- _EXTRACTED TEXT_
·····

Tools to save us from ourselves

By Valérie Thibodaux

In 1991, the FAA issued Advisory Circular 60-22, “Aeronautical Decision Making.” It presented 12 years of study and testing, and brought concepts such as risk management, systematic decision making, and cockpit resource management to general aviation.

Illustration by Peter and Maria HoeyIt also identified five attitudes found over and over again in poor judgment chains and accidents, described as anti-authority (Don’t tell me), impulsivity (Do something quickly), invulnerability (It won’t happen to me), macho (I can do it), and resignation (What’s the use?). For each dangerous attitude, pilots were instructed to think or say a specific sentence to themselves, as an “antidote.” The study found that this procedure improved pilot performance over time, and reduced hazardous patterns that led to bad decisions. It was triumphantly published, became part of the human factors curriculum, and the FAA left it at that.

In two and a half decades, nothing about it has changed, not even the words. The AC material is printed in the Pilot’s Handbook of Aeronautical Knowledge, in every pilot textbook from student to CFI, and in airman certification standards—in many of these, the original language is copied verbatim.

Unfortunately, this approach doesn’t work for general aviation. Once read, it is usually pushed aside while pilots pursue more tangible skills. Even if a vigilant pilot wanted to research the complexities of attitude further, where can you go for greater understanding when our training hasn’t advanced since the 1990s? Two problems have to be solved before knowledge of hazardous attitudes can make us safer pilots: The prescribed procedure doesn’t work well in the GA cockpit, and standard teaching of hazardous attitudes is ineffective.

“Identify the thought as hazardous and apply the appropriate antidote” is the core of attitude training, and one reason it isn’t used much in GA could be the key to improving it. Reading the original advisory circular, there is a strong implication that this procedure was developed and proven in the learning environment. Human performance researchers are identifying a “learning zone” and a “performance zone,” and showing how they have different goals, different requirements, and different applications in life.

In flying, they are fairly easy to grasp—when we are getting initial training or a flight review, the circumstances and goals of the flight usually are very different than our everyday flying will be post-certificate. In flying’s learning zone—primarily dual instruction—the focus is on improving skills, going out of comfort zones, and simulating rare and unexpected events, all with the benefit of another experienced aviator providing backup and perspective. In the performance zone we are focused on executing plans, demonstrating skills, and minimizing mistakes, such as quickly getting to the next airport for the $100 hamburger and touching down on the numbers.

·····

- _DATA SECTION_
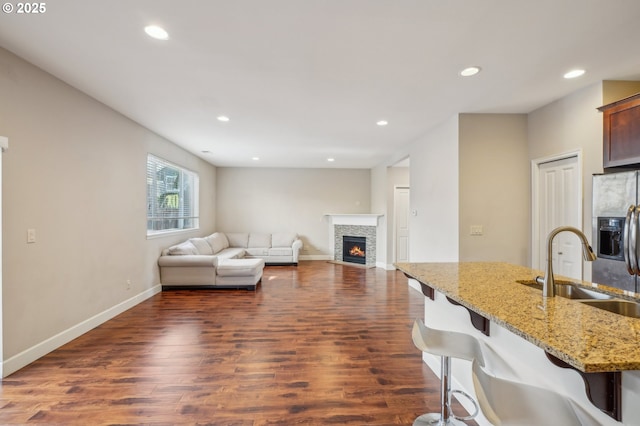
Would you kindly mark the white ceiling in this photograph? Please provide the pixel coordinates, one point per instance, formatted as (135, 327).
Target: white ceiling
(304, 80)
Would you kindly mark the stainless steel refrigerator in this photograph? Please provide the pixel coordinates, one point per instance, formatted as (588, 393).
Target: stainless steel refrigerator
(616, 216)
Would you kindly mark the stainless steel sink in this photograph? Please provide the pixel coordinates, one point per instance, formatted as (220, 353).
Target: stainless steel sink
(617, 306)
(569, 290)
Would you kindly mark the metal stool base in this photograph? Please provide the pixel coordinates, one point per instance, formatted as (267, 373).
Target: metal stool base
(431, 419)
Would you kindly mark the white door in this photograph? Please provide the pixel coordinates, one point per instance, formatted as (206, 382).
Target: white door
(559, 199)
(401, 217)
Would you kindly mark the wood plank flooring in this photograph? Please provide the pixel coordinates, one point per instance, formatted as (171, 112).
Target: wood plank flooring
(316, 344)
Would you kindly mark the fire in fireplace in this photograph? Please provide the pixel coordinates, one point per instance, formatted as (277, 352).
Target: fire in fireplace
(354, 249)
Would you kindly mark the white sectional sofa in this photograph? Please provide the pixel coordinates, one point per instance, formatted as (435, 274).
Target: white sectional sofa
(226, 259)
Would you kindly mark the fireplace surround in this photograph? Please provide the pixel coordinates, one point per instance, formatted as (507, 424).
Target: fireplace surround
(354, 249)
(354, 225)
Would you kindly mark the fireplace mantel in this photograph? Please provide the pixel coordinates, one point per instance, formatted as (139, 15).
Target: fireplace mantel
(354, 219)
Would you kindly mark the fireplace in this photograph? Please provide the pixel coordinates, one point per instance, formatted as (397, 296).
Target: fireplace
(354, 249)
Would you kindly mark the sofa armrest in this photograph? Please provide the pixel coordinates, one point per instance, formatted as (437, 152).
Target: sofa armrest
(188, 260)
(296, 246)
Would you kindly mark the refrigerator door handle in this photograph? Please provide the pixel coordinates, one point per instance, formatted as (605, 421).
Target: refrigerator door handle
(628, 254)
(634, 242)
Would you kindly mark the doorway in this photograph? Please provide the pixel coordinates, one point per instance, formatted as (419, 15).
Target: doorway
(557, 201)
(401, 214)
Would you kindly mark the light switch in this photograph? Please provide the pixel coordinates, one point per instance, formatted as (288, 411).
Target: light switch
(476, 230)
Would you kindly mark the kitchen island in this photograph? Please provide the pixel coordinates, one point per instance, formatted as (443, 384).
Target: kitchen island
(535, 337)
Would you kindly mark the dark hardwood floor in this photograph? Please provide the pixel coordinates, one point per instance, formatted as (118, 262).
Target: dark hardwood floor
(315, 344)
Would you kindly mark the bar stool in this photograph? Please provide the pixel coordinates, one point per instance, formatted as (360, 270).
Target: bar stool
(446, 344)
(505, 402)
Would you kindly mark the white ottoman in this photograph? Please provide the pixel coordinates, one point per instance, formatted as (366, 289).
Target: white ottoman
(238, 273)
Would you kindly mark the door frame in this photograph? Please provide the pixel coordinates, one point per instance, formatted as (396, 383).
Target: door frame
(395, 221)
(535, 197)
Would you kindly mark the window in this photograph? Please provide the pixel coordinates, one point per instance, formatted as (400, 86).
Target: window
(172, 197)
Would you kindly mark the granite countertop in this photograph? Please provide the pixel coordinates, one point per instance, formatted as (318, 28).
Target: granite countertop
(588, 338)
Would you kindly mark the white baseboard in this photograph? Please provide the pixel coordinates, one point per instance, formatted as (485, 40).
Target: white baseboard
(415, 285)
(27, 356)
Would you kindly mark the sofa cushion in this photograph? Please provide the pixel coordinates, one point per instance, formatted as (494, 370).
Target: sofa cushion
(238, 239)
(257, 239)
(239, 267)
(281, 251)
(183, 249)
(201, 245)
(231, 253)
(283, 239)
(257, 251)
(218, 241)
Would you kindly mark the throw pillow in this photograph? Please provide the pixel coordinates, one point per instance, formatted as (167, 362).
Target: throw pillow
(217, 241)
(201, 245)
(283, 239)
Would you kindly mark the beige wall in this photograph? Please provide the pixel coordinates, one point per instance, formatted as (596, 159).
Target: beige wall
(494, 183)
(75, 173)
(613, 90)
(273, 200)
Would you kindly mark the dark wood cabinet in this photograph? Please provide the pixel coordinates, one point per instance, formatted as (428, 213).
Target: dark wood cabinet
(621, 144)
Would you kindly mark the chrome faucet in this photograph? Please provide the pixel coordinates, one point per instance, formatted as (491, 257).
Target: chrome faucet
(548, 283)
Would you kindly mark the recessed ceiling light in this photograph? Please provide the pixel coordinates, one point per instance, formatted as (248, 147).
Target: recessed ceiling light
(574, 73)
(156, 32)
(468, 72)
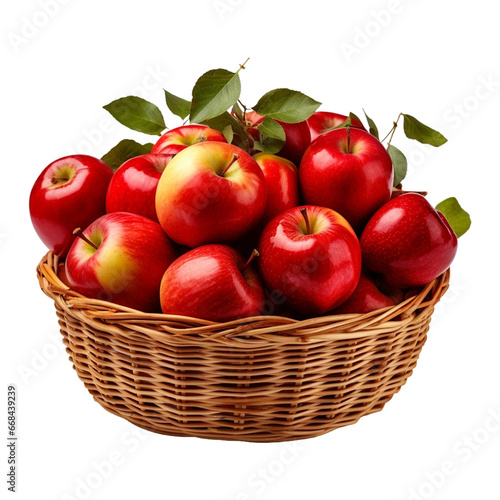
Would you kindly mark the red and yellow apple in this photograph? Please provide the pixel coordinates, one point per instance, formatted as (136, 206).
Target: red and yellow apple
(133, 186)
(311, 256)
(177, 139)
(212, 282)
(211, 192)
(408, 242)
(69, 193)
(349, 171)
(121, 257)
(323, 121)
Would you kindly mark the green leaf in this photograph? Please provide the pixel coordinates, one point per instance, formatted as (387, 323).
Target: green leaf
(125, 150)
(221, 122)
(271, 129)
(177, 105)
(399, 163)
(458, 218)
(422, 133)
(372, 127)
(228, 134)
(237, 110)
(352, 116)
(138, 114)
(214, 92)
(289, 106)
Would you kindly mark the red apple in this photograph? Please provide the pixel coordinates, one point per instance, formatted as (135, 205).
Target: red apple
(69, 193)
(212, 192)
(212, 282)
(349, 171)
(408, 242)
(133, 186)
(282, 182)
(311, 256)
(121, 258)
(177, 139)
(297, 135)
(322, 121)
(369, 296)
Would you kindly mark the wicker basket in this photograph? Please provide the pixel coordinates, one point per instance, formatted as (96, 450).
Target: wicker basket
(263, 379)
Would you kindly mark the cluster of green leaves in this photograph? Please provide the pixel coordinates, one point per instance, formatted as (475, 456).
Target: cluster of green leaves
(214, 102)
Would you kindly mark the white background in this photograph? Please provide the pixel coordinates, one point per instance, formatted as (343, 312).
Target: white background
(426, 58)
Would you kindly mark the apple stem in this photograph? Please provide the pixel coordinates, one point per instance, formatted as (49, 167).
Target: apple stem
(235, 158)
(78, 231)
(348, 139)
(393, 129)
(255, 254)
(303, 211)
(397, 191)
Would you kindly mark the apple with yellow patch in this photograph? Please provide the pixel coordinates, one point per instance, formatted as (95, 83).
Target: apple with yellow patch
(211, 192)
(121, 258)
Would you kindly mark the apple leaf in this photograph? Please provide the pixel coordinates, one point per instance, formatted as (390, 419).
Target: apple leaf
(399, 163)
(221, 122)
(422, 133)
(228, 133)
(352, 116)
(214, 92)
(289, 106)
(125, 150)
(458, 218)
(271, 129)
(177, 105)
(137, 114)
(372, 127)
(237, 111)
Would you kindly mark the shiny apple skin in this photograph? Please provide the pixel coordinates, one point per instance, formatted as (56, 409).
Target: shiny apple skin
(179, 138)
(314, 272)
(57, 210)
(408, 242)
(209, 283)
(366, 298)
(132, 256)
(354, 184)
(133, 186)
(298, 137)
(196, 205)
(282, 181)
(321, 121)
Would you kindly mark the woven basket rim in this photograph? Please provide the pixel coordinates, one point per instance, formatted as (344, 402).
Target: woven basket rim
(263, 328)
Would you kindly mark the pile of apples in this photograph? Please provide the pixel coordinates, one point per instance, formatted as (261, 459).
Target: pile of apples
(263, 216)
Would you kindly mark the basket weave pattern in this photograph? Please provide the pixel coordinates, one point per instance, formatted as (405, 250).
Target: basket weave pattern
(263, 379)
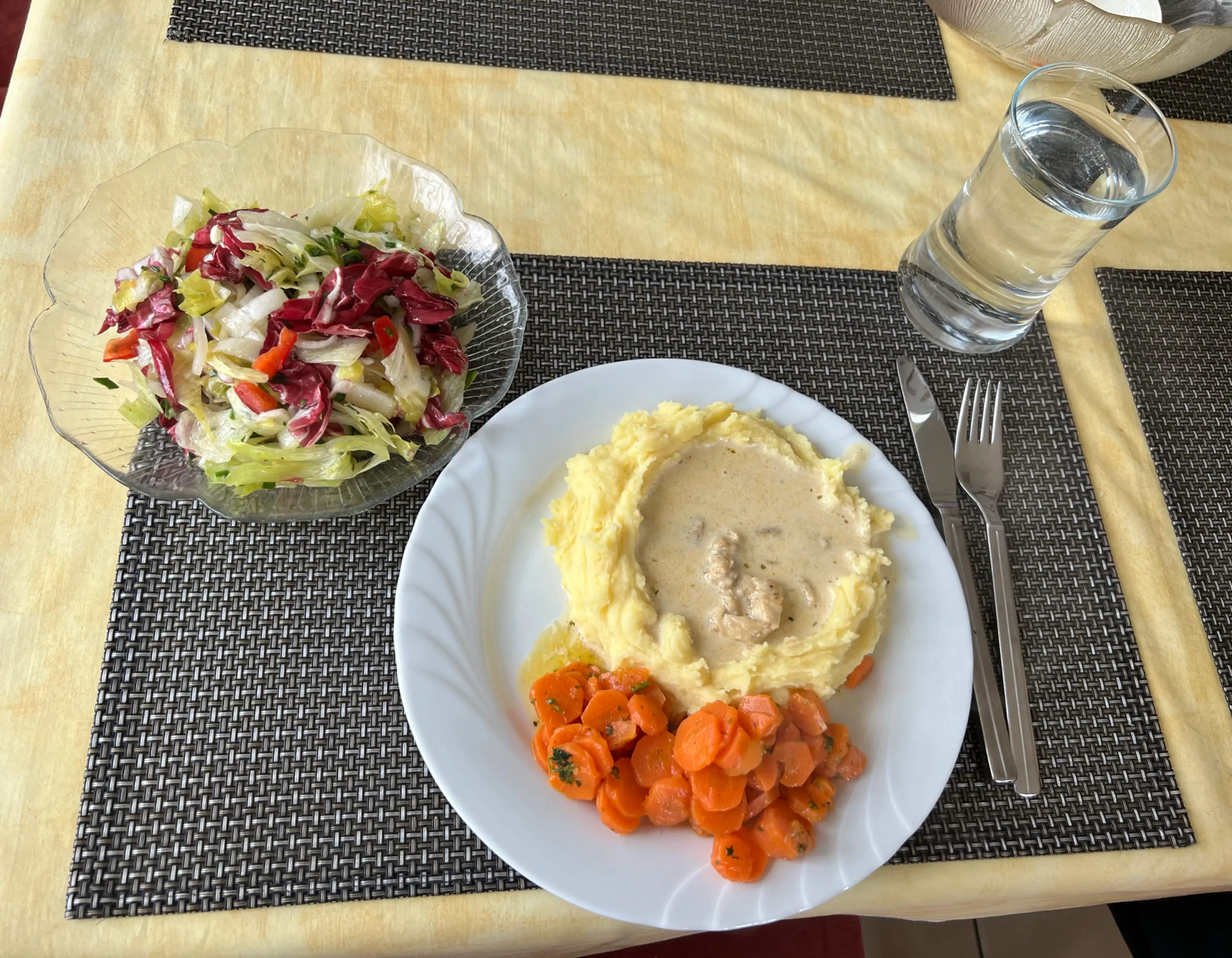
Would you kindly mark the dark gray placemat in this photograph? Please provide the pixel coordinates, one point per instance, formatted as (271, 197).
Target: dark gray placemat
(249, 747)
(889, 48)
(1172, 330)
(1204, 93)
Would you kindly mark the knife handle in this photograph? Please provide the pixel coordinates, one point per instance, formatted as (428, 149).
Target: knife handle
(992, 716)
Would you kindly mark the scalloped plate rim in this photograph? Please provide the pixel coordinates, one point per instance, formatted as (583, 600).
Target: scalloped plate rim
(419, 676)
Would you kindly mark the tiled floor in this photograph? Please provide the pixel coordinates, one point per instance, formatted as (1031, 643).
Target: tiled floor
(1071, 934)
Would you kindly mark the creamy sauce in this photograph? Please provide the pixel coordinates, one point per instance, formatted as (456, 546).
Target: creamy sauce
(735, 540)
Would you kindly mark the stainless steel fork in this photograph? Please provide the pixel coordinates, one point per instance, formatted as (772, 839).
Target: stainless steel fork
(978, 463)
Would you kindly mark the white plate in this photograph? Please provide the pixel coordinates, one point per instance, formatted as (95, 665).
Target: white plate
(478, 585)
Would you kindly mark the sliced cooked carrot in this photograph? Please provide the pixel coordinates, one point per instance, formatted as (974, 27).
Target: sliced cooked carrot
(698, 741)
(540, 747)
(782, 833)
(837, 744)
(557, 700)
(716, 791)
(740, 754)
(626, 681)
(860, 672)
(582, 672)
(726, 714)
(798, 763)
(572, 772)
(759, 802)
(667, 803)
(608, 714)
(808, 711)
(759, 716)
(610, 816)
(812, 802)
(737, 857)
(652, 759)
(853, 764)
(766, 776)
(716, 823)
(626, 794)
(588, 739)
(648, 716)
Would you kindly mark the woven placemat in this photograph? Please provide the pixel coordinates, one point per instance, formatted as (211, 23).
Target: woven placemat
(1172, 330)
(1204, 93)
(249, 745)
(889, 48)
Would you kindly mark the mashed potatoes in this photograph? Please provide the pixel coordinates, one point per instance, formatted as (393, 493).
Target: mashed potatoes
(721, 553)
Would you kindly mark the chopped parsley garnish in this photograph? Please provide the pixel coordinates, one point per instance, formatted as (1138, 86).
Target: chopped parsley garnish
(561, 764)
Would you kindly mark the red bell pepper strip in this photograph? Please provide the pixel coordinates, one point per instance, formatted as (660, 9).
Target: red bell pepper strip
(254, 397)
(277, 356)
(196, 255)
(387, 337)
(124, 347)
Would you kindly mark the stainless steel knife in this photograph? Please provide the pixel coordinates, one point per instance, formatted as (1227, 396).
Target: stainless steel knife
(937, 458)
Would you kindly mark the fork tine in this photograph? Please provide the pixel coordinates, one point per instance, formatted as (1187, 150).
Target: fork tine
(960, 432)
(974, 427)
(995, 437)
(986, 415)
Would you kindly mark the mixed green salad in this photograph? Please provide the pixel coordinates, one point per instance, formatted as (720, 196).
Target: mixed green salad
(295, 350)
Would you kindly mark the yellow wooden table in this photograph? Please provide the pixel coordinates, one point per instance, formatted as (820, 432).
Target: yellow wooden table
(563, 164)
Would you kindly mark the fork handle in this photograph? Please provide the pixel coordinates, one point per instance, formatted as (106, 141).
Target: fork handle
(1018, 709)
(992, 718)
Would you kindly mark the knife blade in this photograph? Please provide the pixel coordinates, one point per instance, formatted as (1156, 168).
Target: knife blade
(937, 459)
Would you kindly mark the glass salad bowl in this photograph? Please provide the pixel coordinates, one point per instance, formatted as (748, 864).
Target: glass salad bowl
(279, 169)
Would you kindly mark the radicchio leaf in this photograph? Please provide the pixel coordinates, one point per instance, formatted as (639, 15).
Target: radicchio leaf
(424, 307)
(444, 348)
(437, 419)
(163, 363)
(305, 389)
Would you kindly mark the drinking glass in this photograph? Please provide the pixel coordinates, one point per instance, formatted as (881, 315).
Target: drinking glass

·····

- _WORK TO COMPLETE_
1. Gather every line of the listing that contains the string "recessed".
2. Extend the article on hazardous pilot attitudes, picking up after its final sentence.
The listing is unrelated to the article on hazardous pilot attitudes.

- _ANSWER LIST_
1.
Would you kindly mark the recessed ceiling light in this photograph? Please provide the pixel coordinates, one point per instance, formatted as (248, 147).
Target: recessed ceiling light

2.
The hazardous attitude assessment procedure demands that we step back from ourselves and consider our thoughts, critically asking if we are unconsciously showing a bias toward bad decisions. There are so many reasons why a pilot would fail to use this procedure: Self-reflection can be uncomfortable and demanding; few people want to identify something about themselves or their behavior as wrong; objectivity about yourself is extremely hard to achieve; and we may simply be too busy flying the airplane. In a multi-pilot cockpit, one pilot could provide feedback to the other if questionable attitudes and decisions start developing, but asking the single pilot to be both the actor and the evaluator seems like an unrealistic burden. The thought-antidote procedure could work well with an objective observer acting as a coach, but the only way it could translate outside the learning zone is if it were so deeply integrated and practiced as to become automatic. If the majority of our flying hours happen in the performance zone, then the flights when we would most need this procedure would be the times we would be least likely to use it.

So, if the procedure for handling hazardous attitudes isn’t really being used, and the tools available don’t really adapt to who you are, what do we do? The uncomfortable answer is that there may not be one perfect solution. There may not be one procedure that we can teach, and test, and apply, and go forth confident that we will always get it right. Human factors are messy, and don’t lend themselves to assessment and improvement as easily as concrete skills. It is easier to know if your landings have improved over time more than your judgment, so it is no wonder that pilots choose to focus on things they can grasp and measure.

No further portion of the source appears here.